> Your instructions:
Write the next part of the interview on surfing and mindfulness below, starting after its last sentence.

> Selected excerpt:
────────

Describe one practice you do everyday to keep calm and centred?

There’s a good example above. Also, having a surf as mindfulness does not simply take me inside myself to find a still centre, but rather orients me within the environment to find place. I am immersed in water and the salt-soaked zone just above the sea’s skin. Around me, terns dive and fish jump. I am active, alert and intent on balance.

How can the business world benefit from mindfulness?

Tremendously. Businesses that are less obsessed with making money and more interested in personal, community and planetary wealth are key now, and in the future. Those values are priceless and sustainable. I am always cautious of good business ideas that meet enthusiastic investors who are only interested in the potential financial profits. At those times I pull out of the collaborative project. When the creative process, or the value of personal, community and planetary health are key, then I’m motivated to move forward. To be honest, our minds do not just need to be tuned to our own needs and purposes, but to the needs and purposes of the environments in which we live, for it is these environments that sustain us. Caring for the planet we all share is key, and without that shared responsibility as a priority for all people, we simply destroy the blue and green spaces that future generations have a right to engage with as we have. And surfing is a great vehicle for getting us right into the heart of the oceans’ and coastlines’ workings so that they can teach us how to care for them, and above all, how to be mindful.

────────

> Dataset content:
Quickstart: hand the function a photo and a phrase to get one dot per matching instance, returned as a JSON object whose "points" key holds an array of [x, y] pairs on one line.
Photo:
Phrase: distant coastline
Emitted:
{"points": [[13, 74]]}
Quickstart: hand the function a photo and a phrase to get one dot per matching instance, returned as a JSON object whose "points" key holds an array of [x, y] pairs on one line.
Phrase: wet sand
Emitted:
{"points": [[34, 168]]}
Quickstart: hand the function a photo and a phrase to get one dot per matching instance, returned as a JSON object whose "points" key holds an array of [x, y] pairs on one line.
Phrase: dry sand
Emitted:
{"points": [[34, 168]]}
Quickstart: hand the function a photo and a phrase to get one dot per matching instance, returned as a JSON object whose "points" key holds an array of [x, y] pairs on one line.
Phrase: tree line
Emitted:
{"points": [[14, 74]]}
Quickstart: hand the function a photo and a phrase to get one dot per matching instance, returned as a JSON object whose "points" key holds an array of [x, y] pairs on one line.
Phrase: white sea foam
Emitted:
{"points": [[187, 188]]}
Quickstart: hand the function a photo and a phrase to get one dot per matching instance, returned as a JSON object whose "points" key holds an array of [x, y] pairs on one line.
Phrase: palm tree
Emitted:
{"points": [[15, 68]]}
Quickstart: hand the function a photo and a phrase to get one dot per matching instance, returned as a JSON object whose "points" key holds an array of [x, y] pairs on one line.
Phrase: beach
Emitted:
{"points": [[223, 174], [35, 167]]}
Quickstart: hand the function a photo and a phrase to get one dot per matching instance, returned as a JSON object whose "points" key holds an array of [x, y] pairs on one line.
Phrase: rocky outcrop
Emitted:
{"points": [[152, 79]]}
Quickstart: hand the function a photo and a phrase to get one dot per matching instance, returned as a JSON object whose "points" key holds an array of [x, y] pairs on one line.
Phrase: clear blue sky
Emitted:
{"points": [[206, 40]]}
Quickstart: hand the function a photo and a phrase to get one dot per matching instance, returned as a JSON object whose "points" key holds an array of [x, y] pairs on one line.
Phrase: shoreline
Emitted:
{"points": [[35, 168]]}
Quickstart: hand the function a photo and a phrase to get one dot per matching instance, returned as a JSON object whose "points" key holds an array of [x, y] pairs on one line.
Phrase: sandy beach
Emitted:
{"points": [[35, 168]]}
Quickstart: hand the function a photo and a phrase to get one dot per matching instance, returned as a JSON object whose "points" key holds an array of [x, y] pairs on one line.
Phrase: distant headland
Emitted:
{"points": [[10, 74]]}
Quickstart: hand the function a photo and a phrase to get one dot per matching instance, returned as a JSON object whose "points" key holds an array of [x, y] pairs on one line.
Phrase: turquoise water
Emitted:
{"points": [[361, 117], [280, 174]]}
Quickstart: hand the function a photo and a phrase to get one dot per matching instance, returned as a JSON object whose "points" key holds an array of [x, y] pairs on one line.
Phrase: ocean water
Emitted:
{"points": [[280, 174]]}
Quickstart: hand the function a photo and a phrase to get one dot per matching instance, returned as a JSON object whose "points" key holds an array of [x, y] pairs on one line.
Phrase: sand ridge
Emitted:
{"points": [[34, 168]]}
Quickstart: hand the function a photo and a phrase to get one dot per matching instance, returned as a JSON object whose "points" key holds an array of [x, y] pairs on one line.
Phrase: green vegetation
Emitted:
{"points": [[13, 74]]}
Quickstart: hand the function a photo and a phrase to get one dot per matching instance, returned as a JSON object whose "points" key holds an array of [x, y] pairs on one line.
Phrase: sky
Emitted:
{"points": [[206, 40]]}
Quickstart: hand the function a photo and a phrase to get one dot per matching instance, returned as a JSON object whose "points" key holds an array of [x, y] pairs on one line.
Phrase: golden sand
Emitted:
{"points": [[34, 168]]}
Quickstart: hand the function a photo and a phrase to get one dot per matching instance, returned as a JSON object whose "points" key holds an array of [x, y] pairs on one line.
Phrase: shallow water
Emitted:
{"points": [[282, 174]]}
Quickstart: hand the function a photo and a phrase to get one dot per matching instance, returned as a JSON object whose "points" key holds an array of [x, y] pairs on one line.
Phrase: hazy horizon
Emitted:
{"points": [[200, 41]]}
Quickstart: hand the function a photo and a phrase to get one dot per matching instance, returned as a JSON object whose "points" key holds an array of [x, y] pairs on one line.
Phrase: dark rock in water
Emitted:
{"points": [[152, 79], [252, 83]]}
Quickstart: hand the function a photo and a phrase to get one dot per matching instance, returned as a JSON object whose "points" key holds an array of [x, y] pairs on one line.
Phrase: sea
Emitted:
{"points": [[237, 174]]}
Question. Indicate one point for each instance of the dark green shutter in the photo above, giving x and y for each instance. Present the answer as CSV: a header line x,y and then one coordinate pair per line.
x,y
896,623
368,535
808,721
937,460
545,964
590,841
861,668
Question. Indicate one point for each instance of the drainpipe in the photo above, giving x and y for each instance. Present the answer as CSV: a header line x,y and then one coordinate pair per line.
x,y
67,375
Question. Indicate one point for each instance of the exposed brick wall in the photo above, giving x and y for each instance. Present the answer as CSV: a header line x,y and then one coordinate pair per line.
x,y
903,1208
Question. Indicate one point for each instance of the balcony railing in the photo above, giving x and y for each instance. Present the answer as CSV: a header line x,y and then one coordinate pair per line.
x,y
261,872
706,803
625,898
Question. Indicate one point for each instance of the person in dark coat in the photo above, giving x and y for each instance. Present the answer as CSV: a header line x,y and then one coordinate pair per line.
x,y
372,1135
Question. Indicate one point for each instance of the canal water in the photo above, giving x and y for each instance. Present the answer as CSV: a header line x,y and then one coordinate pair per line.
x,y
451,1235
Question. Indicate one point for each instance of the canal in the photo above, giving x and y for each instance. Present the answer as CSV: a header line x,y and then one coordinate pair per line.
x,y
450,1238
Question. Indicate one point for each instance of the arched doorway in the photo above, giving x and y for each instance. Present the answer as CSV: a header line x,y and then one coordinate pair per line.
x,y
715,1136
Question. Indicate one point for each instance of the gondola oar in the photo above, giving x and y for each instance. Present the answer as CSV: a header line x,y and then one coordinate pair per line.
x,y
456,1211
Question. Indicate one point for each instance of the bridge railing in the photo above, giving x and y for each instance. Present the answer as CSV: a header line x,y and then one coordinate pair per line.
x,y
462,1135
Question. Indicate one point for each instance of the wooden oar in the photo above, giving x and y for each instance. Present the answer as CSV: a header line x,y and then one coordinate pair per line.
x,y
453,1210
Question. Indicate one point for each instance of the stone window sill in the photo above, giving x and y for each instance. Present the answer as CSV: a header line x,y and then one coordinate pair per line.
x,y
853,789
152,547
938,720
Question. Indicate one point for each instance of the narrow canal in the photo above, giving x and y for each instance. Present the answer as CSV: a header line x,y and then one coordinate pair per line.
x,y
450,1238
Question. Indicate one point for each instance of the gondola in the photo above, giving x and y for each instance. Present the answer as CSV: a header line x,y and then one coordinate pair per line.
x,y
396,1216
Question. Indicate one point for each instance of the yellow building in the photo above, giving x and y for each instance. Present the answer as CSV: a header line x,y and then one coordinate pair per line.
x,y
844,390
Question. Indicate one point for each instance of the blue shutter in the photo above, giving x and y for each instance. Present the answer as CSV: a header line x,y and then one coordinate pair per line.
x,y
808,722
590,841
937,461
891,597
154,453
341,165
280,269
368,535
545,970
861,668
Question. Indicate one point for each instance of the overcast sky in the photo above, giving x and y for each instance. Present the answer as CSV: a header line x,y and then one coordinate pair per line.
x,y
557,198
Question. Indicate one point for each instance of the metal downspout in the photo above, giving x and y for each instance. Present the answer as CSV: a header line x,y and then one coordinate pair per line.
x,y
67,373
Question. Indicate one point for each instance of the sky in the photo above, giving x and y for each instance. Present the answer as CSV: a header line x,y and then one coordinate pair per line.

────────

> Answer:
What does ‘digital wellbeing’ mean to you?

Digital wellbeing for me is striking a balance between on-screen, and off-screen, online and offline, face-to-face and written exchange, virtual conversation and real life experience.

Do you think technology will increase or decrease wellbeing?

For me, the pillars of wellbeing are mindfulness, resilience, positivity and empathy. Surfing provides all of this and more. Technology can both increase and decrease this. It’s impossible to generalize. Like a healthy diet, variety, moderation and balance are key. It’s easy to engineer a feel good factor through online work and engagement. But this can backfire as a younger generation learn to ‘date’ and ‘break up’ through Snapchat without even meeting up for a real date and developing self confidence and social skills. We don’t know how the next generation will capitalize on technology for wellbeing, but currently I see both the positives and the negatives within my work, and my kids and step kids (who range from 2 to 19 in age).

Self obsession across all media has, arguably, dried up our receptivity to the outer world as we become acutely sensitive to the inner life. As a result, we have an egological surplus and an ecological crisis. We need to recover sensitivity towards the world around us – its cries and pleasures, its sufferings and beauties. Surfing is an ideal way to do this as a mindfulness given by nature. The saltwater soul of surfing is to be mindful of nature’s body as we cultivate a ‘bodymind’.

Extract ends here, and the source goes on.